## [Article]
━━━━━━

Hi everyone, any chance I could get some design tips?
I have one million Point objects where the x and y values are floats with 2 decimal places. These points exist somewhere between a top left corner of (0,0) and a bottom right corner(400,200).
When the user specifies a top left and bottom right Point(for a rectangle) (no slanted diaganol lines), I have to return all of my Point objects that are inside of the Rectangle specified by the user - in less than a second.
I tried making 2 TreeSets -- one ordered by X and one ordered by Y, where they both use the same Point objects, (I'm avoiding instantiating double the points). The 1st treeset is instantiated without problems, but when my application attempts instantiating the 2nd TreeSet, I get an out-of Heap memory exception. If that were to have worked correctly instead, I was planning on using the "subset" method in TreeSet to get all the Point objects in the user's selected X range, .. and then vice-versa on the "Y" treeset for the points matching the user's specified Y rectangle values,.. and then I could take the intersection of those two result lists to arrive at a list with the points inside the user's specified rectangle.
Tweaking the JVM memory is Not going to be an option. Neither is attaching jar file libraries for help... but can probably use their source code if that would help. It has to run on a regular $300 Walmart laptop w/2GB Ram and modern processor.
Is there a different design I should be using?
Thanks so much
Putting a million anything into memory is going to cause problems, both with memory and performance. My first reaction is to think of an on-disk structure rather than an in-memory structure. Think of using RandomAccessFile as an array. Then I thought, is it necessary to pre-populate the structure? If the points occur at regular intervals, it may make sense to create them on-the-fly given the coordinates.

━━━━━━

## [Stated problem A]
Write out the listing in Block 1 again with "photo" replaced by "image" everywhere, keeping everything else unchanged and leaving out the pictures.

━━━━━━

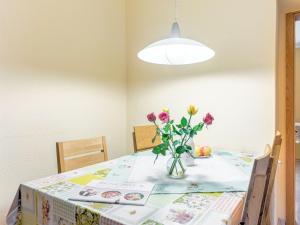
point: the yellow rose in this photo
(166, 110)
(192, 110)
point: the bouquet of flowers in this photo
(175, 137)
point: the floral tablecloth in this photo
(45, 201)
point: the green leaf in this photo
(176, 142)
(198, 127)
(183, 122)
(156, 150)
(167, 128)
(186, 131)
(175, 130)
(178, 126)
(188, 147)
(166, 137)
(180, 149)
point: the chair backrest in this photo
(257, 185)
(80, 153)
(261, 185)
(143, 137)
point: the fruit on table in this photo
(203, 151)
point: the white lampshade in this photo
(176, 50)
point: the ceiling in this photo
(297, 34)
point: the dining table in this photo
(212, 192)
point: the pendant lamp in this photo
(176, 50)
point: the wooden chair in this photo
(80, 153)
(261, 186)
(143, 136)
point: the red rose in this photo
(208, 119)
(164, 117)
(151, 117)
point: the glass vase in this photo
(176, 168)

━━━━━━

## [Stated problem B]
In the forum thread, list every restriction the first post places on an acceptable solution.

## [Exercise output A]
point: the yellow rose in this image
(166, 110)
(192, 110)
point: the bouquet of flowers in this image
(175, 137)
point: the floral tablecloth in this image
(45, 201)
point: the green leaf in this image
(176, 142)
(198, 127)
(183, 122)
(156, 150)
(167, 128)
(186, 131)
(175, 130)
(178, 126)
(188, 147)
(166, 137)
(180, 149)
point: the chair backrest in this image
(257, 185)
(80, 153)
(261, 185)
(143, 137)
point: the fruit on table in this image
(203, 151)
point: the white lampshade in this image
(176, 50)
point: the ceiling in this image
(297, 34)
point: the dining table in this image
(212, 192)
point: the pendant lamp in this image
(176, 50)
point: the wooden chair in this image
(80, 153)
(261, 186)
(143, 136)
point: the red rose in this image
(208, 119)
(164, 117)
(151, 117)
point: the glass vase in this image
(176, 168)

## [Exercise output B]
- The points inside the user's rectangle must be returned in less than a second.
- Tweaking the JVM memory is not an option.
- Attaching jar file libraries is not allowed, though their source code may be used.
- It has to run on a regular $300 Walmart laptop with 2GB RAM and a modern processor.